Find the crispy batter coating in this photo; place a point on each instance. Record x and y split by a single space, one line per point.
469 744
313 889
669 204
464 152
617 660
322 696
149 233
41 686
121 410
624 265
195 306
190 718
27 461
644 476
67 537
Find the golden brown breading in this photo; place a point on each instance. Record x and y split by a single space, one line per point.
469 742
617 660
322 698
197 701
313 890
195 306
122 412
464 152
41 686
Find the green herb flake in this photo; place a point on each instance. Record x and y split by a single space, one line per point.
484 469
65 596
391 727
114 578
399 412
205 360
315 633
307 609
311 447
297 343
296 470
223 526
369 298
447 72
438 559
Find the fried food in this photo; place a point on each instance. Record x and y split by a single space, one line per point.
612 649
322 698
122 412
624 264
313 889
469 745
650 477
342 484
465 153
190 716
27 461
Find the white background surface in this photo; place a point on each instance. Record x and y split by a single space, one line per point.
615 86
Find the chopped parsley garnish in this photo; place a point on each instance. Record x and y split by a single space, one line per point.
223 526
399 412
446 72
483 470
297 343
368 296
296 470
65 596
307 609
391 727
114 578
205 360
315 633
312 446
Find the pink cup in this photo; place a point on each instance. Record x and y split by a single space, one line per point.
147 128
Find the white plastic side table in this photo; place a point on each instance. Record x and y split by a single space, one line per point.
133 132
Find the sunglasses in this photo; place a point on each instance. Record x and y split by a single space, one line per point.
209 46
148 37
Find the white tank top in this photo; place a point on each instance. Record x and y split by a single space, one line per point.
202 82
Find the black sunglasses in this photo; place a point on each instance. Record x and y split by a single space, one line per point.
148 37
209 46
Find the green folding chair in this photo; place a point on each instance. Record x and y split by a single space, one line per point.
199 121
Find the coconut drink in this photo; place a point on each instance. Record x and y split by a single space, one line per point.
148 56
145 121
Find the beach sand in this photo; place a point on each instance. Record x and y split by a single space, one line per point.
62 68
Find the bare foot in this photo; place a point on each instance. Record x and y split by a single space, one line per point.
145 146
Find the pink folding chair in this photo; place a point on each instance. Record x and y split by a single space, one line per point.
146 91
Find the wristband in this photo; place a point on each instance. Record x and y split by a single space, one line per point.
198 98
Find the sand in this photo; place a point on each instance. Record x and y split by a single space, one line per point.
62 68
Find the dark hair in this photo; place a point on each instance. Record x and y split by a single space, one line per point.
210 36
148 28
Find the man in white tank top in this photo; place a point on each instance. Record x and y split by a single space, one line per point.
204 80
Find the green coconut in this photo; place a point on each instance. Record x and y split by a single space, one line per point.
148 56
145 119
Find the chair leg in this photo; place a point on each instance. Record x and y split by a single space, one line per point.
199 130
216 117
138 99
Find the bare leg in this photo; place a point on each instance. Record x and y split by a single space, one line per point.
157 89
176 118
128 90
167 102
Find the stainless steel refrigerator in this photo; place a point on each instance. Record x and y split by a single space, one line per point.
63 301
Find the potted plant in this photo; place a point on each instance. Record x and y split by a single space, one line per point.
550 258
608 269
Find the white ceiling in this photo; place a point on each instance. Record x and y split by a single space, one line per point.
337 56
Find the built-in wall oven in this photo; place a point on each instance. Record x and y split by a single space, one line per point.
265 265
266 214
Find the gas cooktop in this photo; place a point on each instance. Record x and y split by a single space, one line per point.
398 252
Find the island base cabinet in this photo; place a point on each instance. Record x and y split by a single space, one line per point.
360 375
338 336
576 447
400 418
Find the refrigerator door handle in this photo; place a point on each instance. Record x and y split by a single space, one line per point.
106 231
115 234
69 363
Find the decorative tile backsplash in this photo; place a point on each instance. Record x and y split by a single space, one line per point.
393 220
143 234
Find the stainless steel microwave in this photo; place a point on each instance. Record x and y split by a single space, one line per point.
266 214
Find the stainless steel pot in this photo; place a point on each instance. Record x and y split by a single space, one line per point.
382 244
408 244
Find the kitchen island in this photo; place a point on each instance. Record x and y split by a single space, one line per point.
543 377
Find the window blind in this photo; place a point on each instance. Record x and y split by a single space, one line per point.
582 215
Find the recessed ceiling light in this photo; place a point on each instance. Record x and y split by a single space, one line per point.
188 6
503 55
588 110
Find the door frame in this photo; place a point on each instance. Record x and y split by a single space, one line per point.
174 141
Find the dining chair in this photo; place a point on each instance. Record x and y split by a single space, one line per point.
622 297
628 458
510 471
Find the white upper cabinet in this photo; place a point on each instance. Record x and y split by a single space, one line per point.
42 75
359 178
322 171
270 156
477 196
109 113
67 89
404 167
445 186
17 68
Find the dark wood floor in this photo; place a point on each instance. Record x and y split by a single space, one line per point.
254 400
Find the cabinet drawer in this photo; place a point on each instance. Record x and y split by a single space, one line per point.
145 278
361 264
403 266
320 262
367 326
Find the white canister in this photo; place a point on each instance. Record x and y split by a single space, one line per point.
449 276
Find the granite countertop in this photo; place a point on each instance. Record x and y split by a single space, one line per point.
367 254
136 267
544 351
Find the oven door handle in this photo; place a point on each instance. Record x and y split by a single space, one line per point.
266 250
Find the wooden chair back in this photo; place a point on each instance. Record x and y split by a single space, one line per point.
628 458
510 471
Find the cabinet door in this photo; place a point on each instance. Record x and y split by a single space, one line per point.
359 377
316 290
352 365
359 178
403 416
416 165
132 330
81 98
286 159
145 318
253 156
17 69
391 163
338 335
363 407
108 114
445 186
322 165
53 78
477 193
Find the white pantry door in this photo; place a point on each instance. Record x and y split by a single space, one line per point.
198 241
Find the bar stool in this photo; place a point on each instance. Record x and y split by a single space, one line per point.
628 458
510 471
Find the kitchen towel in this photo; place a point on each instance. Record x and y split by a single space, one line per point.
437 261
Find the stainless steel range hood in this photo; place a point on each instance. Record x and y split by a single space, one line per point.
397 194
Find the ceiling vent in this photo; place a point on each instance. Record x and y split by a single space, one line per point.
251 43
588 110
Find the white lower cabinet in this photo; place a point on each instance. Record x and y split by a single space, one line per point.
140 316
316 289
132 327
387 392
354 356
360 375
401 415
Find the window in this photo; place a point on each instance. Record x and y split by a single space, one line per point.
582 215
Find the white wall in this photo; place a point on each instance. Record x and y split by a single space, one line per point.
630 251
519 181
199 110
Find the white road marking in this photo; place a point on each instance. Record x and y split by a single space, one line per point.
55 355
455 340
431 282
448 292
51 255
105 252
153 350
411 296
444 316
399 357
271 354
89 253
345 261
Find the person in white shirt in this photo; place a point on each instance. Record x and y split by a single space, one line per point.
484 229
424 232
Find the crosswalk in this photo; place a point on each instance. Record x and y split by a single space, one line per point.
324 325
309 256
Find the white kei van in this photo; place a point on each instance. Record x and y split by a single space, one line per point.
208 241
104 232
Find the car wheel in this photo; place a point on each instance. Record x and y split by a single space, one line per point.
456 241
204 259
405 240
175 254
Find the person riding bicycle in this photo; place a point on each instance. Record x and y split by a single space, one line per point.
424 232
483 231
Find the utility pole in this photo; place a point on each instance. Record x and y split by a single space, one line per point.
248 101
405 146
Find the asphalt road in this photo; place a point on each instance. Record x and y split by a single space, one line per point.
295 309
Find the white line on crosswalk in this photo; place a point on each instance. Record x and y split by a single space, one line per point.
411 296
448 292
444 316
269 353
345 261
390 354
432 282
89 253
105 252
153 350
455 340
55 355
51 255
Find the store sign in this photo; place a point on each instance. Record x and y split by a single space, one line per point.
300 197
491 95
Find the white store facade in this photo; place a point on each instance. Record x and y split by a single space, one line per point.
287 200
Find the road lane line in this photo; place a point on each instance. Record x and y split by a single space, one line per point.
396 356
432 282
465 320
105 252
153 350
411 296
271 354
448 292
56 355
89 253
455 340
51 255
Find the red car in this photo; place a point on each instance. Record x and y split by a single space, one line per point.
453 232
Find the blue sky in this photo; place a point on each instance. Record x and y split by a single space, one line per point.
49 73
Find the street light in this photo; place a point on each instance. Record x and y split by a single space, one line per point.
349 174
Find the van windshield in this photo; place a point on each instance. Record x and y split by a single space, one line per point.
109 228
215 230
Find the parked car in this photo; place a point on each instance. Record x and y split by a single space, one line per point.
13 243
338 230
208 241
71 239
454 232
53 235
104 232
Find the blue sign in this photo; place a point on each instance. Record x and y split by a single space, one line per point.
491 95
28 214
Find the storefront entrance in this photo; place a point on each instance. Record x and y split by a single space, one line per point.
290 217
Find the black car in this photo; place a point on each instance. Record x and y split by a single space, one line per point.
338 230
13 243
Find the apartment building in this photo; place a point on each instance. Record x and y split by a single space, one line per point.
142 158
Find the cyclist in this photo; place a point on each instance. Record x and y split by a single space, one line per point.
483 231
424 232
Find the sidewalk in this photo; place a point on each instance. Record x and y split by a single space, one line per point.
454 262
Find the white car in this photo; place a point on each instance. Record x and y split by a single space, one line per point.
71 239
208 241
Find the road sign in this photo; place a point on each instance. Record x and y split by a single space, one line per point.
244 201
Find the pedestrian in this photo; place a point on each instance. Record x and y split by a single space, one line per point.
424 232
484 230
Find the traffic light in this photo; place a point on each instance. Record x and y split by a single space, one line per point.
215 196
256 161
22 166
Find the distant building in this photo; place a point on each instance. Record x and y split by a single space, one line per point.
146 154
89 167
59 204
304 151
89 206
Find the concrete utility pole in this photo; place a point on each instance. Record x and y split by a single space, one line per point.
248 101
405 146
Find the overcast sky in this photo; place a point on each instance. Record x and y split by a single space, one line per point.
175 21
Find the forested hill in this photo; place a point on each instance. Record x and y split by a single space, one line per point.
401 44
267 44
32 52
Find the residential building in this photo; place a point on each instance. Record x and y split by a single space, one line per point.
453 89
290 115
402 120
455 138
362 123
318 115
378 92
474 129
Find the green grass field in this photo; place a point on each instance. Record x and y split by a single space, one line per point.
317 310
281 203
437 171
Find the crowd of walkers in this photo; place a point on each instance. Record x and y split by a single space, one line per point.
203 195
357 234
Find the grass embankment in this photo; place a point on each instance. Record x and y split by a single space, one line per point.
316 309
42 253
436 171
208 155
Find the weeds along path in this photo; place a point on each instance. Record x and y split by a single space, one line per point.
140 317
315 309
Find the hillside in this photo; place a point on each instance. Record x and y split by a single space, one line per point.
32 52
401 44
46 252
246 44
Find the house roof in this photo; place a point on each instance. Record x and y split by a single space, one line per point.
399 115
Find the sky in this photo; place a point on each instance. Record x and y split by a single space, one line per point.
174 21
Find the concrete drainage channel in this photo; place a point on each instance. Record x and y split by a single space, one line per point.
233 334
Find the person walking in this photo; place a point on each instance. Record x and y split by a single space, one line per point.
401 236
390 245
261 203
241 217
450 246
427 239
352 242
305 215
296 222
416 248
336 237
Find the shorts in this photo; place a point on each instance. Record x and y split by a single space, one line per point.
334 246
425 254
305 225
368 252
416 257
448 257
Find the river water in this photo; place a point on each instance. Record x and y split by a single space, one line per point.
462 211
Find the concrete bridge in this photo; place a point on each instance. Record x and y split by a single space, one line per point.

::::::

What the task requires: Reproduce the final stretch of the data above: every line from the one holding "Find the green grass" through the end, inclusive, exactly as written and nothing else.

Task result:
Find the green grass field in this photo; place a point on each instance. Record x and y split by a single space, one line per point.
317 310
281 203
437 171
Find the crowd of walkers in this photo; place a point on each instance. Record x and y split by a single space, one line per point.
203 195
357 234
Find the grass embankment in this photo; place a point on each instance. Record x and y split by a single space, one line per point.
316 309
42 253
436 171
208 155
Find the weeds along path in this photo; place a point on each instance. Record x and y split by a single space, one line per point.
140 317
315 309
Find the hillside in this photo; place a point on each instance. Record x and y split by a single space, one line per point.
32 52
401 44
46 252
246 44
Find the house roof in this photo; place a point on each instance. Record x and y split by a single space, one line per point.
399 115
Find the sky in this photo; place a point on each instance. Record x and y split by a single space, one line per point.
174 21
Find the concrete drainage channel in this photo; place a point on each instance. Record x and y split by a single space, one line per point.
233 334
Find the person walking in this photo; place a point on each instance. Record x and y split by a single space, one line per point.
401 236
390 245
261 203
241 217
450 246
427 239
352 242
305 215
296 222
416 248
336 237
Find the shorts in this photo; place a point on each instance. Record x and y split by a single space, one line per point.
334 246
425 254
305 225
368 252
416 257
448 257
Find the river water in this photo; place a point on each instance. Record x and y split by a single space, one line per point.
462 211
Find the concrete bridge in this photo; place a point on each instance. Record x and y split by a single space, one line per point.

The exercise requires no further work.